Extrait
◆ ◆ ◆ ◆ ◆ ◆ ◆
Au sein du camp des Rouges à Ratchaprasong, on attend le chapitre final, celui d’un jeudi 13 mai durant lequel l’armée passera le balai de la force pour nettoyer les six milles « Red shirts » retranchés dans cette zone commerciale de Bangkok depuis deux mois. Le regard inquiet, la rage de ne rien lâcher, les manifestants guettent les blindés au loin. Mais finalement, le gouvernement préfére l’option de la balle de sniper sur le général renégat Seh Daeng, touché à la tête, et plus près aujourd’hui de la mort que de la vie. Reportage.

Texte et photos par Pierre Benedetti

L’armée avait annoncé son scénario. Et planté le décor : ce soir, sur le coup 18 heures, un déploiement de 32 000 hommes et plus de 150 véhicules blindés doivent quadriller la « forteresse » des chemises rouges. Sur place, un calme trompeur plane. Comme pour mieux annoncer la tempête. Pas de militaires visibles, aucun char de l’armée à l’horizon. À leur place, le trafic habituel sur Silom et une bonne vingtaine de journalistes et de photographes, équipés de casques et brassards verts marqués de l’inscription « Press », remplissent le tableau bien vide de ces rues désertes, encerclées par les barricades de bambou, de pneus, et de barbelés tranchants. Le tout, illuminé par un soleil déclinant, doucement chassé par la nuit.

Sur le site, la routine se répète. Des rouges font la queue pour recevoir leur ration habituelle du soir, des femmes, personnes âgées et enfants, sont couchés à même le sol, avec en fond sonore les discours des leaders qui se succèdent à la tribune. Toujours méfiants, mais pas paranoïaques, les gardiens de sécurité laissent entrer les gens, sans une vraie fouille rigoureuse, alors que l’annonce de la charge finale a flotté dans l’air toute la journée. Malgré tout, plus d’un visage, certains souriants, d’autres crispés, laissent paraître la crainte. Vers 19 heures, le général Seh Daeng arrive, encerclé de six gardes du corps, certains taillés comme des colosses, leurs yeux scrutant les alentours, à la recherche d’une potentielle menace. Bien entendu, chacun des pas de Seh Daeng est salué par des applaudissements et des cris de soutien. Il serre des mains, encourage les rouges. Et signe même des autographes. On pourrait presque croire à une campagne présidentielle.

Tout change brusquement lorsque les aiguilles de l’horloge s’arrêtent sur 19h25. Plusieurs coups de feux retentissent. Les cris envahissent les lieux. Des manifestants se précipitent au sein du site, derrière les motos qui foncent pour annoncer la charge de l’armée. Au milieu de ce courant d’âmes pressées, un homme, blessé, au corps presque inerte, les membres ballotant telle une marionnette, est porté par quatre ou cinq personnes. Les rumeurs circulent : « Ils ont tiré sur le général alors qu’il donnait une interview à des chaînes de télévision », s’inquiète Kaew, une jeune thaïlandaise vivant aujourd’hui à Sydney, le visage dégoulinant de sueur, les pupilles dilatées, grandes ouvertes par une montée d’adrénaline. Des bruits courent : des snipers l’auraient touché à la tête. Le colonel Sunsern Kaewkumnerd, porte-parole militaire, avait annoncé la couleur : des « tireurs embusqués (seraient) déployés » et l'usage de balles réelles serait autorisé en cas de menaces, et contre des « terroristes armés ».
◆ ◆ ◆ ◆ ◆ ◆ ◆
Consigne A
Dans les enregistrements, du début jusqu'à la ligne qui contient « [324,191,385,366] » incluse, renomme « query term » en « search term » sans rien toucher d'autre. Ne reprends pas les images dans ta réponse.

(Entrées pour localiser des objets nommés)
◆ ◆ ◆ ◆ ◆ ◆ ◆
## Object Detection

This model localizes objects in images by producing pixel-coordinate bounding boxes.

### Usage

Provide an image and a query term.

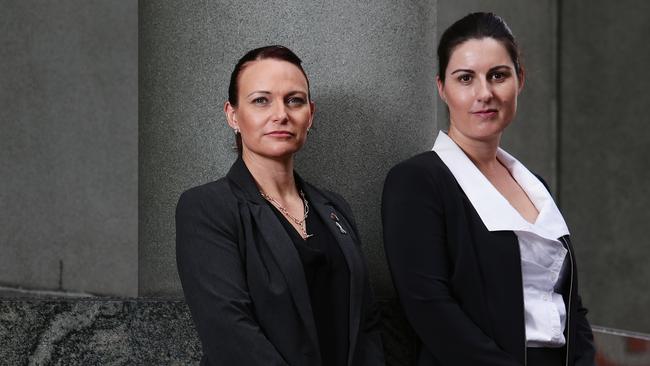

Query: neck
[242,150,298,200]
[448,126,501,173]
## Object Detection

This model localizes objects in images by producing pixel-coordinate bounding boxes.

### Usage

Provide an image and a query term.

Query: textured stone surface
[560,0,650,333]
[139,0,436,296]
[0,0,138,296]
[0,298,650,366]
[0,299,201,365]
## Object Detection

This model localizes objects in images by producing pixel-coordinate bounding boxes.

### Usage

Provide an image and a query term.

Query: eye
[286,96,307,106]
[458,74,472,84]
[490,71,509,82]
[251,97,269,105]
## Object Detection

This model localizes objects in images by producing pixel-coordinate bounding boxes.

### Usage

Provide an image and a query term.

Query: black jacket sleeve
[176,187,287,366]
[382,161,519,366]
[324,191,385,366]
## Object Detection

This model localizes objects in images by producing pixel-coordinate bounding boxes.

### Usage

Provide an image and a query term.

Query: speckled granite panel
[0,298,636,366]
[0,299,201,365]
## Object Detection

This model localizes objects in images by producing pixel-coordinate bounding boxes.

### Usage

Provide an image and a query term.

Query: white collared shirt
[433,131,569,347]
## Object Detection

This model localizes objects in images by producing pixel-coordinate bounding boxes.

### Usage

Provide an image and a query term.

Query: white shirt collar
[432,131,569,240]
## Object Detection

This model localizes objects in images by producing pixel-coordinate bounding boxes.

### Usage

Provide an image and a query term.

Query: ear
[436,75,447,104]
[517,67,526,93]
[223,102,239,129]
[307,100,316,128]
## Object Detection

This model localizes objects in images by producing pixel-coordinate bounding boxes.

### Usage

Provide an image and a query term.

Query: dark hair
[228,45,311,154]
[438,13,523,83]
[228,45,310,106]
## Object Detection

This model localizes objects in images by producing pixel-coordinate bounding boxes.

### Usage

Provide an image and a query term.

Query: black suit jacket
[176,158,383,366]
[382,151,594,366]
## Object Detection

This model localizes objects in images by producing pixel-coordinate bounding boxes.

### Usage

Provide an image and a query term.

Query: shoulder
[176,177,237,220]
[305,182,352,217]
[384,151,453,190]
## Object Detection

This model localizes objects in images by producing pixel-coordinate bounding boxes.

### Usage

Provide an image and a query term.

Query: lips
[472,109,498,119]
[266,131,293,137]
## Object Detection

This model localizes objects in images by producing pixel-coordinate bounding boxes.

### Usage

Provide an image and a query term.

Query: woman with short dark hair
[176,46,383,366]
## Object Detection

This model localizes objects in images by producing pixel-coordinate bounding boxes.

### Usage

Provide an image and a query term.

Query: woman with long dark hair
[382,13,594,366]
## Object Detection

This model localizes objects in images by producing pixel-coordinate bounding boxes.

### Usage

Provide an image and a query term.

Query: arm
[382,163,518,365]
[574,295,596,366]
[176,189,287,365]
[325,191,385,366]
◆ ◆ ◆ ◆ ◆ ◆ ◆
Consigne B
Retape sans rien changer le passage de l'extrait sur les chemises rouges à Bangkok, de « Au sein du camp » jusqu'à « la vie. Reportage. ».

Résultat final A
## Object Detection

This model localizes objects in images by producing pixel-coordinate bounding boxes.

### Usage

Provide an image and a search term.


Query: neck
[242,150,298,200]
[448,126,501,173]
## Object Detection

This model localizes objects in images by producing pixel-coordinate bounding boxes.

### Usage

Provide an image and a search term.

Query: textured stone surface
[560,0,650,333]
[139,0,436,296]
[0,0,138,296]
[0,298,650,366]
[0,299,201,365]
## Object Detection

This model localizes objects in images by producing pixel-coordinate bounding boxes.

### Usage

Provide an image and a search term.

Query: eye
[286,96,307,106]
[458,74,472,84]
[490,71,509,82]
[251,97,269,105]
## Object Detection

This model localizes objects in images by producing pixel-coordinate bounding boxes.

### Usage

Provide an image and a search term.

Query: black jacket sleeve
[176,187,287,366]
[382,161,519,366]
[324,191,385,366]

Résultat final B
Au sein du camp des Rouges à Ratchaprasong, on attend le chapitre final, celui d’un jeudi 13 mai durant lequel l’armée passera le balai de la force pour nettoyer les six milles « Red shirts » retranchés dans cette zone commerciale de Bangkok depuis deux mois. Le regard inquiet, la rage de ne rien lâcher, les manifestants guettent les blindés au loin. Mais finalement, le gouvernement préfére l’option de la balle de sniper sur le général renégat Seh Daeng, touché à la tête, et plus près aujourd’hui de la mort que de la vie. Reportage.